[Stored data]
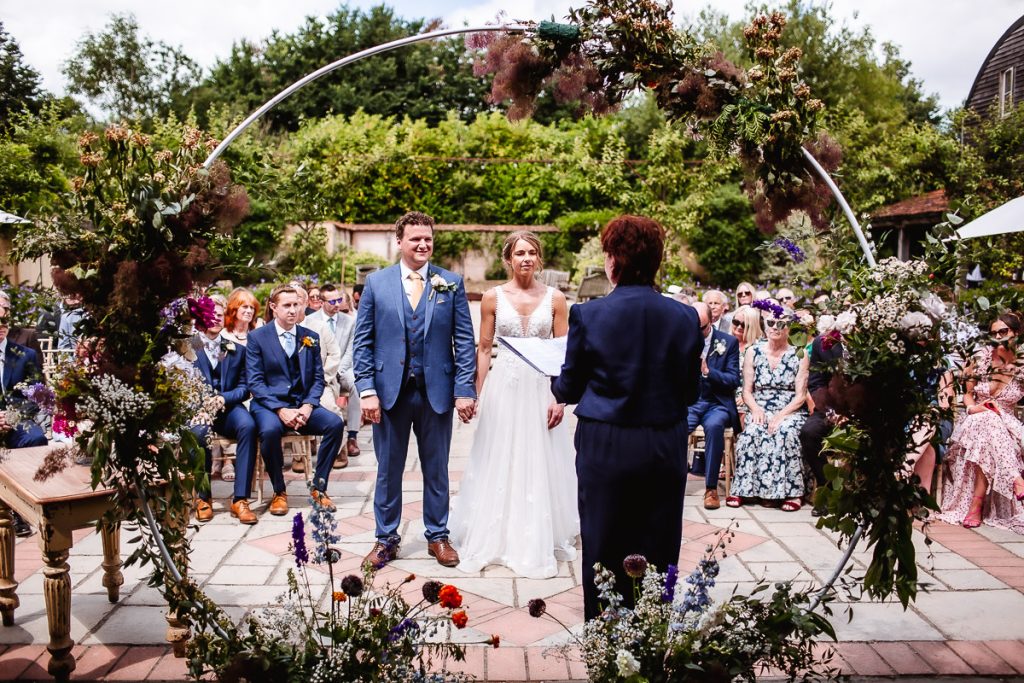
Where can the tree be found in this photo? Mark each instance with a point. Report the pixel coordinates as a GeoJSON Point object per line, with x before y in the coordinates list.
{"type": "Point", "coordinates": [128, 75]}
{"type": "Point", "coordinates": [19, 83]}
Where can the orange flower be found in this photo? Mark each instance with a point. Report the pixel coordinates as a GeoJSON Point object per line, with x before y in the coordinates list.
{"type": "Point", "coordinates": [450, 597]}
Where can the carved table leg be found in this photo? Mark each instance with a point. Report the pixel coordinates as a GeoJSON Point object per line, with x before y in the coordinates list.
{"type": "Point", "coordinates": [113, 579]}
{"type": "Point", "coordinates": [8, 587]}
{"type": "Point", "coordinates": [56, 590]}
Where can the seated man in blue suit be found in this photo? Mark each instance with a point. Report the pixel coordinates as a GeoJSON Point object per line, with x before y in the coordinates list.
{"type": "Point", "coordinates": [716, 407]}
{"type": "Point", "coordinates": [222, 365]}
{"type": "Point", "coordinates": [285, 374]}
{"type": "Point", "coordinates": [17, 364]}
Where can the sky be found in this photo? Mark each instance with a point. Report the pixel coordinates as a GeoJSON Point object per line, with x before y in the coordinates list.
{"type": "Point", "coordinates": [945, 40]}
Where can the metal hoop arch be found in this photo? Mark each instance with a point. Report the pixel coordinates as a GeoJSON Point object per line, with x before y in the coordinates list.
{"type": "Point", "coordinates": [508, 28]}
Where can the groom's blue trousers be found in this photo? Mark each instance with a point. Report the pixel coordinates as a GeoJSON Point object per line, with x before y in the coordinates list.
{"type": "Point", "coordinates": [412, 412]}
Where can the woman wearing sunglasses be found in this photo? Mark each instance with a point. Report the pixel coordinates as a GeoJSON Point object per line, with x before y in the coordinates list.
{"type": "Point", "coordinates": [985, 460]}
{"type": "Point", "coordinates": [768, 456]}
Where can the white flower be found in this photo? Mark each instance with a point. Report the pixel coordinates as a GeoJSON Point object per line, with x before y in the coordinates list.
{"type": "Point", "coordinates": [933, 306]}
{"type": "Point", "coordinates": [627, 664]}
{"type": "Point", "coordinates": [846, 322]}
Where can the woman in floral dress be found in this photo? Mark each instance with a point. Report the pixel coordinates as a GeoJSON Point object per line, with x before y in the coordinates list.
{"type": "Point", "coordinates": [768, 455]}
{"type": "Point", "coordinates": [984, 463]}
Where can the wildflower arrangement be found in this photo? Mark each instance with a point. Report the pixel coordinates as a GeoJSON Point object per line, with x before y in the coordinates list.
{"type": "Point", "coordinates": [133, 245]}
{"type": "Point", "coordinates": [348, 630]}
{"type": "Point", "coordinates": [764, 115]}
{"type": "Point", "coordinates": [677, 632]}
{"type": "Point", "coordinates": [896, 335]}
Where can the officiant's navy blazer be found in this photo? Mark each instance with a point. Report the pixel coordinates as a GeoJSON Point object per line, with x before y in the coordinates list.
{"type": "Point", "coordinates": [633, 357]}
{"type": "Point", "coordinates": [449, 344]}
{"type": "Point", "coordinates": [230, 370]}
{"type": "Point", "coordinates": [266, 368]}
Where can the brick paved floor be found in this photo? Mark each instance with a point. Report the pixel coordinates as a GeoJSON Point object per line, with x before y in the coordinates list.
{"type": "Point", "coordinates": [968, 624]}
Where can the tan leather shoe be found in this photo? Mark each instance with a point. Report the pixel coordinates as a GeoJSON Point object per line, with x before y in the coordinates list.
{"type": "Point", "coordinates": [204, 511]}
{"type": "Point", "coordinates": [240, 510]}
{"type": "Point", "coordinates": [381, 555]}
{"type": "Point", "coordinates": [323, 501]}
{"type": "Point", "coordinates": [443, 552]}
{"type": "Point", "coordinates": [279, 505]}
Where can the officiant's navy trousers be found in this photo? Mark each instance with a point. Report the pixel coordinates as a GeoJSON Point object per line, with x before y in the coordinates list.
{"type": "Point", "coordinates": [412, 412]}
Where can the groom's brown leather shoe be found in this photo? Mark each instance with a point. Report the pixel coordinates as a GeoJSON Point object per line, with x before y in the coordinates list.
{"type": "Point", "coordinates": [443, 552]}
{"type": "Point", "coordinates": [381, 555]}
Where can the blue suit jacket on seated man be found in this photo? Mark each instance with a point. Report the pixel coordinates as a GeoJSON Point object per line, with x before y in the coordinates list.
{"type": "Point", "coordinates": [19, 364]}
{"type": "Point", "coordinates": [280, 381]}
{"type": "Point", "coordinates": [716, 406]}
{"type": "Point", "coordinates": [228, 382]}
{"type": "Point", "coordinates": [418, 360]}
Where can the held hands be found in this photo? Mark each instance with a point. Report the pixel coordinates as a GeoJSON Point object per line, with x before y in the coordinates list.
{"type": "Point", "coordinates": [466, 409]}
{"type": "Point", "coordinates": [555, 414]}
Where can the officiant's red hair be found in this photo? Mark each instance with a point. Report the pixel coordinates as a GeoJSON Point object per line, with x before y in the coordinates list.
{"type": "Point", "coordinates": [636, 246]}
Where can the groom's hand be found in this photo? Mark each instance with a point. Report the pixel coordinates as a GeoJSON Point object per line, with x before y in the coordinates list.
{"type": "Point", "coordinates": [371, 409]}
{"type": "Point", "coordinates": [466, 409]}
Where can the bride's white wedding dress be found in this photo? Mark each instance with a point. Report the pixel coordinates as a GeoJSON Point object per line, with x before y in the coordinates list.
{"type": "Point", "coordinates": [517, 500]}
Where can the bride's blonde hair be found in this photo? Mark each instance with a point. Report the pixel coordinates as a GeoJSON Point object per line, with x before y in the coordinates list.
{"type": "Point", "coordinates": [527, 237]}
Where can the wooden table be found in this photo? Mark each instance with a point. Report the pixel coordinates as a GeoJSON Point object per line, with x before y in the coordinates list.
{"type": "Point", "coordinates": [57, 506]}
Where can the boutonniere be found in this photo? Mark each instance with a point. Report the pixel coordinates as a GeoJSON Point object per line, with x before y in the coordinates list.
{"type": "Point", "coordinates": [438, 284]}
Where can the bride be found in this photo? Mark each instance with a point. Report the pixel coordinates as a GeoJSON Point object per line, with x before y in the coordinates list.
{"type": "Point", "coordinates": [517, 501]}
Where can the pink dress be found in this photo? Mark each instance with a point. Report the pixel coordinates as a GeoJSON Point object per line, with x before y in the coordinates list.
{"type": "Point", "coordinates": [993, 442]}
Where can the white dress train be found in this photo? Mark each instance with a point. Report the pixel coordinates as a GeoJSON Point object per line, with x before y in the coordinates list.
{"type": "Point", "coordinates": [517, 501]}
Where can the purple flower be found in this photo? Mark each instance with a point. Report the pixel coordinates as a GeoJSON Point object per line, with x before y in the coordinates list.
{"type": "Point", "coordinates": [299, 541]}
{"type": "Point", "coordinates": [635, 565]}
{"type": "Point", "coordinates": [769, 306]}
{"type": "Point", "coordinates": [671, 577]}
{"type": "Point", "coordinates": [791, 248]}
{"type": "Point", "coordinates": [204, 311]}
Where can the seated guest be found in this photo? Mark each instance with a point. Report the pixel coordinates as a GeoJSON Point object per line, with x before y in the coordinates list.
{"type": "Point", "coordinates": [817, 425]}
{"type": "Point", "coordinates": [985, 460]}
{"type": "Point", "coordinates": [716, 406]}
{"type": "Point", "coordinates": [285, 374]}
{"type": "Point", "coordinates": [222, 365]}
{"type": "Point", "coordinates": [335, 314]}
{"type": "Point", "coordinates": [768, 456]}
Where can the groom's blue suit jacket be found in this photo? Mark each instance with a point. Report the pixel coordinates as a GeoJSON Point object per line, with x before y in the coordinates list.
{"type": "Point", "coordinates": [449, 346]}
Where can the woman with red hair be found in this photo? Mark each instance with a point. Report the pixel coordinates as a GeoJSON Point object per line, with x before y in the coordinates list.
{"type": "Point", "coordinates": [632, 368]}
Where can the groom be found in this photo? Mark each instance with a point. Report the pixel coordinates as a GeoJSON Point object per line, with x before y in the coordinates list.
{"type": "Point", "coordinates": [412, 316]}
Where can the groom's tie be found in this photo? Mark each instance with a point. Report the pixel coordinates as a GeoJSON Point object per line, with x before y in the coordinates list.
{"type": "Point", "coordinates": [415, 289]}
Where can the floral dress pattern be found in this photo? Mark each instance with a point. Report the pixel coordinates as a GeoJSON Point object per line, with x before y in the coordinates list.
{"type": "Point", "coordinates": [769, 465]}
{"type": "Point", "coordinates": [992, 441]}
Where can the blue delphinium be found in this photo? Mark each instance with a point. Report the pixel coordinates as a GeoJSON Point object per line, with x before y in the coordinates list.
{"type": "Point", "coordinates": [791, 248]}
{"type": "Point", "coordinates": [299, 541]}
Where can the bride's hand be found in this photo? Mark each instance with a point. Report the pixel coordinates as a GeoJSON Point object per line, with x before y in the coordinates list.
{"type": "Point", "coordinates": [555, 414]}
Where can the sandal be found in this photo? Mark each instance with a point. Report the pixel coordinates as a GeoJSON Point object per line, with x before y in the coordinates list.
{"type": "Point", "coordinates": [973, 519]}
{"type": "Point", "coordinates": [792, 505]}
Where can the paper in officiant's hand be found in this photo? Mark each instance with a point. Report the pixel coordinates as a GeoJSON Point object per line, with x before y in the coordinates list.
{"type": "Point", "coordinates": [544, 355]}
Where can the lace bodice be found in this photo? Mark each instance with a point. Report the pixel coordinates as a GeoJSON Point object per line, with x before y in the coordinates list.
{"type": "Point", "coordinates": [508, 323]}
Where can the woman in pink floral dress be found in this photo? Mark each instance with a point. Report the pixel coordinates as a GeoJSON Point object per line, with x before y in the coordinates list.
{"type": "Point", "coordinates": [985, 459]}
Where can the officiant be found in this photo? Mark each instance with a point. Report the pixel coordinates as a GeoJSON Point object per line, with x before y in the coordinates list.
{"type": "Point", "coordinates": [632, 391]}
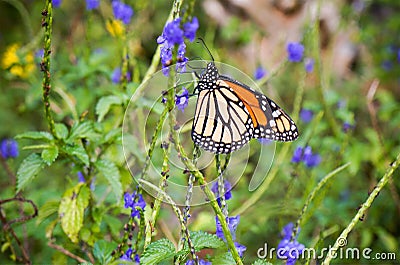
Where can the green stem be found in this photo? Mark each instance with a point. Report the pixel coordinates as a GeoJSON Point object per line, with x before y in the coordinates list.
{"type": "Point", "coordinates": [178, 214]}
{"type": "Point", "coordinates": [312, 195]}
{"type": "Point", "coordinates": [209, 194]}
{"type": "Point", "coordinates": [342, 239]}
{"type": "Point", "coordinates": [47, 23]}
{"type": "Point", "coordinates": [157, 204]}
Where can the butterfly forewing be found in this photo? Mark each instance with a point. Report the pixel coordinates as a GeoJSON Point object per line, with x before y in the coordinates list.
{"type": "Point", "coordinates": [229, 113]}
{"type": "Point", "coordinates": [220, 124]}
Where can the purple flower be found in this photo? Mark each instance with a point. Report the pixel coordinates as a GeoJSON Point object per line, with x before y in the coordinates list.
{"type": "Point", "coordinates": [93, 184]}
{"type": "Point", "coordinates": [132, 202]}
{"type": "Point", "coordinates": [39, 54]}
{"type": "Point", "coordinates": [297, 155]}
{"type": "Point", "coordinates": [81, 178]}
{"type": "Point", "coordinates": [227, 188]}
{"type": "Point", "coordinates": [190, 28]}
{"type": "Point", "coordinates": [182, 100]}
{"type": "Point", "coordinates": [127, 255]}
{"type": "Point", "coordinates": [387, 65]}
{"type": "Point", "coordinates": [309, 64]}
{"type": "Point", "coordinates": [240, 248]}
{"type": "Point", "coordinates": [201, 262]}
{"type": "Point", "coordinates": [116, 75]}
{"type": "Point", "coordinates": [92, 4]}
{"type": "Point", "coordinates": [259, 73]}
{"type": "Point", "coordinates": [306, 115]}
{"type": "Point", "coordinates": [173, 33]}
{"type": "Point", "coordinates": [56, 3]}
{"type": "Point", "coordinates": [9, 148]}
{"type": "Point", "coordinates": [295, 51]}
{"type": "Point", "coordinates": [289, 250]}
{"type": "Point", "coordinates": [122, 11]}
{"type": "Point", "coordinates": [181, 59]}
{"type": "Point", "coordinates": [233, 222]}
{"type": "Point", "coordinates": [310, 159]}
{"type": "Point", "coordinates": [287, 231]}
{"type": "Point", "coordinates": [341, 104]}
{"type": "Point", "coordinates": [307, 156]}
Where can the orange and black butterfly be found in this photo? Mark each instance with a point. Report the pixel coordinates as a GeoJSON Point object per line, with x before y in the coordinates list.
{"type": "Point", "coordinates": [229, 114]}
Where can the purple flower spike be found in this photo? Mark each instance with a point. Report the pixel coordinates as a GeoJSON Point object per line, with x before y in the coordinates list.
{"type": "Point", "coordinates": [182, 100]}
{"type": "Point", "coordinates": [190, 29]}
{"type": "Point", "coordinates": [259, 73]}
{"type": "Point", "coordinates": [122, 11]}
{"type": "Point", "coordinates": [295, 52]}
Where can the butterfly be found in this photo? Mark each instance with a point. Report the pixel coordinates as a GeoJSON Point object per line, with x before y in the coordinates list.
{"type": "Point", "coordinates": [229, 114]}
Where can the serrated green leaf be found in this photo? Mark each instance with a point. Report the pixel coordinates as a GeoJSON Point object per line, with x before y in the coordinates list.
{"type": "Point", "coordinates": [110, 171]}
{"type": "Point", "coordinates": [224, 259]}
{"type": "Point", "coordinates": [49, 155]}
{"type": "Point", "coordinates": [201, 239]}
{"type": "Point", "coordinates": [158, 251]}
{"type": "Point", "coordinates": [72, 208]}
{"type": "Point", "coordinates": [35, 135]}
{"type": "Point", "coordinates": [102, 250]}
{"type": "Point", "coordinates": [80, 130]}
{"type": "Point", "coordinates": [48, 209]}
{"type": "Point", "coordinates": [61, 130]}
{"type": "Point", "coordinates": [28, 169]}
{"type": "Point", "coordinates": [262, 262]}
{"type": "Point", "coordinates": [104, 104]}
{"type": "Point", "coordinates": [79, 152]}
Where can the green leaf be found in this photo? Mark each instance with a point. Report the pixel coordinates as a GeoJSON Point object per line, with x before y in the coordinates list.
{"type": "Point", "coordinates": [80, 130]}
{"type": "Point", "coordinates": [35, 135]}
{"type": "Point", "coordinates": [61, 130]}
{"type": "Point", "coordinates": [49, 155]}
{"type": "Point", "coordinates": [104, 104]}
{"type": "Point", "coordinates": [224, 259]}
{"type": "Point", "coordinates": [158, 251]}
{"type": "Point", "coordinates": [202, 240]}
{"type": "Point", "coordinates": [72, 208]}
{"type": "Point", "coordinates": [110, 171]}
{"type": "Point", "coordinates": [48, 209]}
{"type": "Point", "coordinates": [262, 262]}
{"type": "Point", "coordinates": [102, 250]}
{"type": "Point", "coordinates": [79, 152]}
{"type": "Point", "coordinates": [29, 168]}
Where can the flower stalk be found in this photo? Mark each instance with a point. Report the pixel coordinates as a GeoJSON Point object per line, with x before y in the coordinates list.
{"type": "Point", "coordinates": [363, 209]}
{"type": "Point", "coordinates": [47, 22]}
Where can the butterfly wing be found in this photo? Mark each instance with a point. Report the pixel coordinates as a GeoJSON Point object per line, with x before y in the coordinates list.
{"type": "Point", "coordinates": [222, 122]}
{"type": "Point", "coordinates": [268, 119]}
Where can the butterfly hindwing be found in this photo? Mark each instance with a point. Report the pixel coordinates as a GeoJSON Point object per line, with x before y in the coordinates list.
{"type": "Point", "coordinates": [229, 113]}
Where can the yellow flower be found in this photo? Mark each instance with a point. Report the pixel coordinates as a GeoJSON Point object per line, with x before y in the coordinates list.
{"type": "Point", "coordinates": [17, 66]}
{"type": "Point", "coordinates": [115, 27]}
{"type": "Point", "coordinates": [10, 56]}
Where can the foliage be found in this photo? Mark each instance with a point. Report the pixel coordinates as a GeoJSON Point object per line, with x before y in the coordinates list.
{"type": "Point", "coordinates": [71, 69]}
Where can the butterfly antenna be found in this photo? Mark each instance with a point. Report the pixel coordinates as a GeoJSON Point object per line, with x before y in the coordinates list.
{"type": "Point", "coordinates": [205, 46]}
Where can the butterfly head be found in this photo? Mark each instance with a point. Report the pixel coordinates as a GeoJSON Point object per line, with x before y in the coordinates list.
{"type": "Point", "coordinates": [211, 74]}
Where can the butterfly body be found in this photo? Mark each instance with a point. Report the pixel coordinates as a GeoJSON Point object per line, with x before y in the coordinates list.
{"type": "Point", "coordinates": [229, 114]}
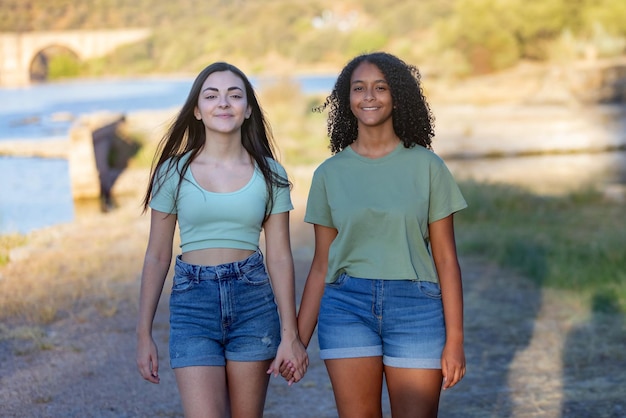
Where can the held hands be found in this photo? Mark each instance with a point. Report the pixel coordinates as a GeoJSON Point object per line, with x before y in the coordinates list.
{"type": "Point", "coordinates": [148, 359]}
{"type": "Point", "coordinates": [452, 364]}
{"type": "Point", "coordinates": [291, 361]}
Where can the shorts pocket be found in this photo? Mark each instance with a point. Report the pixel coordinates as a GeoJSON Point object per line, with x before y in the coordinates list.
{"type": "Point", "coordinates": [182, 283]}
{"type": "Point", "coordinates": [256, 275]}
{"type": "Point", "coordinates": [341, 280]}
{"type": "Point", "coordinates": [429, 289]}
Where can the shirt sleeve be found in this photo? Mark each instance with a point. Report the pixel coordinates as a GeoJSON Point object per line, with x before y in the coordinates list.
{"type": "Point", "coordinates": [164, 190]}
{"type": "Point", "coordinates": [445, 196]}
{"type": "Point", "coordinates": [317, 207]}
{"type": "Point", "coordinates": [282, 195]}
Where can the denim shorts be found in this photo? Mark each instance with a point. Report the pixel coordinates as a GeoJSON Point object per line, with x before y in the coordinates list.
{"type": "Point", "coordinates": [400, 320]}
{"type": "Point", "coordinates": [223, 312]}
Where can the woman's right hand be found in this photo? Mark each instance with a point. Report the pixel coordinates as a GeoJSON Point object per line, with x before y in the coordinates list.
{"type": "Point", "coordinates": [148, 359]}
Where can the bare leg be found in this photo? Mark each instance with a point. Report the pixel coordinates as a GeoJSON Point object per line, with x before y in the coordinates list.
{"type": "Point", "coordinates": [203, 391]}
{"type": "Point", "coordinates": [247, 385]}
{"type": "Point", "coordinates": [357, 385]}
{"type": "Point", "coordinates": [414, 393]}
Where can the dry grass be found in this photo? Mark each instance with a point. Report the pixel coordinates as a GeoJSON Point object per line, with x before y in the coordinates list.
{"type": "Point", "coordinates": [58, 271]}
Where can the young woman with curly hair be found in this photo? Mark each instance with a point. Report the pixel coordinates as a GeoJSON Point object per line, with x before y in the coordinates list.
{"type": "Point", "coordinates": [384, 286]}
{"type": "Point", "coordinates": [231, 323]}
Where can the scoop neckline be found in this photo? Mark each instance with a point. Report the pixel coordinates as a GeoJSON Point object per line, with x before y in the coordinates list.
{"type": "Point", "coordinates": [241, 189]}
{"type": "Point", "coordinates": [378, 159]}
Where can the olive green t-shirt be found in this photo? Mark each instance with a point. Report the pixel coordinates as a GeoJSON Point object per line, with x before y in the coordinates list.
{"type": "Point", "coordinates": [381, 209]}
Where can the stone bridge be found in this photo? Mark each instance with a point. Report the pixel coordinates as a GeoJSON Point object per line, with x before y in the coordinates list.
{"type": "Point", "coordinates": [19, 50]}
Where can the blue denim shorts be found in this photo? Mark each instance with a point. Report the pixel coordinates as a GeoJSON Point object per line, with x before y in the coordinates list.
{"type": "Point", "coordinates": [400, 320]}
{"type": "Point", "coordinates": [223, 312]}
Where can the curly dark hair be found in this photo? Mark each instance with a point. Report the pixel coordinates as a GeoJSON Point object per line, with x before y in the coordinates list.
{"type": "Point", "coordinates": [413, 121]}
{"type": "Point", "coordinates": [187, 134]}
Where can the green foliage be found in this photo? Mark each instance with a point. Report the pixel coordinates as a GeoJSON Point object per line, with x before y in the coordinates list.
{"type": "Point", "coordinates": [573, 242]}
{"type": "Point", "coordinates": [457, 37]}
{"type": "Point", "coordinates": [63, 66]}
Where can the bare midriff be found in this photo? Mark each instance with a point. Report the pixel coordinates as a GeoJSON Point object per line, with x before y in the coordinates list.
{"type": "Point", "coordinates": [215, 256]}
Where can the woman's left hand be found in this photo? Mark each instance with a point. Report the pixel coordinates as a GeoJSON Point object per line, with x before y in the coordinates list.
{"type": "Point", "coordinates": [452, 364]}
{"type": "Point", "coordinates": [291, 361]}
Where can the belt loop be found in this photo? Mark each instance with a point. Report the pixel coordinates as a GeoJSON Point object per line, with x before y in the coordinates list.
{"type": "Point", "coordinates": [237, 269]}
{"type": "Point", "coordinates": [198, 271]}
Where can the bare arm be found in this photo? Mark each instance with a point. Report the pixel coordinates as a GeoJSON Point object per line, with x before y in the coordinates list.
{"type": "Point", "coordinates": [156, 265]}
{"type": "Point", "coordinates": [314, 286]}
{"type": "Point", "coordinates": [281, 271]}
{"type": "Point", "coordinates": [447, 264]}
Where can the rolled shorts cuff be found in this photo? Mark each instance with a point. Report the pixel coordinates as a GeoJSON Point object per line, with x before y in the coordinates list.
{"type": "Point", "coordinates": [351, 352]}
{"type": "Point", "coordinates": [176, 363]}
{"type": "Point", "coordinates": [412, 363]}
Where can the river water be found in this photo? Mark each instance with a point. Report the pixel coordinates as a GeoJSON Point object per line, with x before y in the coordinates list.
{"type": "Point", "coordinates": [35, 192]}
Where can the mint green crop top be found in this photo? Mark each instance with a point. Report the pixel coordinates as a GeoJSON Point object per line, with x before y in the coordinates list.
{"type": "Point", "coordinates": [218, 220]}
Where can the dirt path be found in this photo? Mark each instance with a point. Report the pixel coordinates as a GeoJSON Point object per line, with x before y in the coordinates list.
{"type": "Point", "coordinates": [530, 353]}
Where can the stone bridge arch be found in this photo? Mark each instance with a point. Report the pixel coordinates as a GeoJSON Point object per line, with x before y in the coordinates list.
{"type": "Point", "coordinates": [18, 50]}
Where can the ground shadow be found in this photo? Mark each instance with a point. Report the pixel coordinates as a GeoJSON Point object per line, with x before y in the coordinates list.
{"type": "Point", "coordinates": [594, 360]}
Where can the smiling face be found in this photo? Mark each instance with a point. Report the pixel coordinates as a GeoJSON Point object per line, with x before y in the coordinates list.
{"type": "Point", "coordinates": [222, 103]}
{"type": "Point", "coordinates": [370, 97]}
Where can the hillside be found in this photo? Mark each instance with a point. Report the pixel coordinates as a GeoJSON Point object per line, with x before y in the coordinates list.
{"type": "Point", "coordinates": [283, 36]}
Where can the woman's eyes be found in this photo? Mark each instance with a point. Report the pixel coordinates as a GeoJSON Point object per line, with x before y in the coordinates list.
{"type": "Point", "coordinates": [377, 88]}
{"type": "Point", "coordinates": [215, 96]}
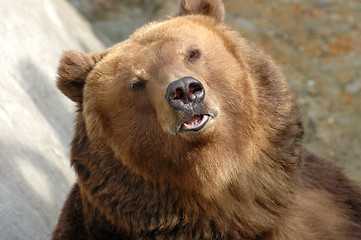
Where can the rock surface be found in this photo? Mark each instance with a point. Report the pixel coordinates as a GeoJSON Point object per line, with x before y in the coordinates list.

DESCRIPTION OF THE TASK> In the records above, locate the line containing "Where can the stone bridge arch", then copy exactly that line and every line after it through the end, omitting pictures.

OUTPUT BELOW>
Where can the stone bridge arch be found in this photo? Mark each instance with a point. Report the pixel coordinates as a GeoJSON Point object per line, with x before y in the coordinates list.
{"type": "Point", "coordinates": [18, 50]}
Where can the ground shadow be found in this photo? Mark each instance with a point. Report the pixel coordinates as a GeoJSON Point object per line, with x before y in the coordinates list.
{"type": "Point", "coordinates": [594, 360]}
Where can the smiling face be found in this photo? Mark each instance with a point. Report the pixel coordinates as a GeoJSON Point object per line, with x before y in the coordinates list.
{"type": "Point", "coordinates": [222, 103]}
{"type": "Point", "coordinates": [370, 97]}
Where can the hillside be found in this photo? Mark each instance with a point. Report the pixel coordinates as a GeoJSON Point object per line, with x before y in the coordinates list.
{"type": "Point", "coordinates": [283, 36]}
Where can the woman's eyes be found in this photo? Mark each instance with a point. Report the pixel coordinates as a GeoJSON Point object per line, with x before y in the coordinates list.
{"type": "Point", "coordinates": [377, 88]}
{"type": "Point", "coordinates": [215, 96]}
Where can the rock surface be found in this photo? Mark each instance with a point. Report the pixel coordinates as a GeoJSON Point object per line, with x before y in the coordinates list.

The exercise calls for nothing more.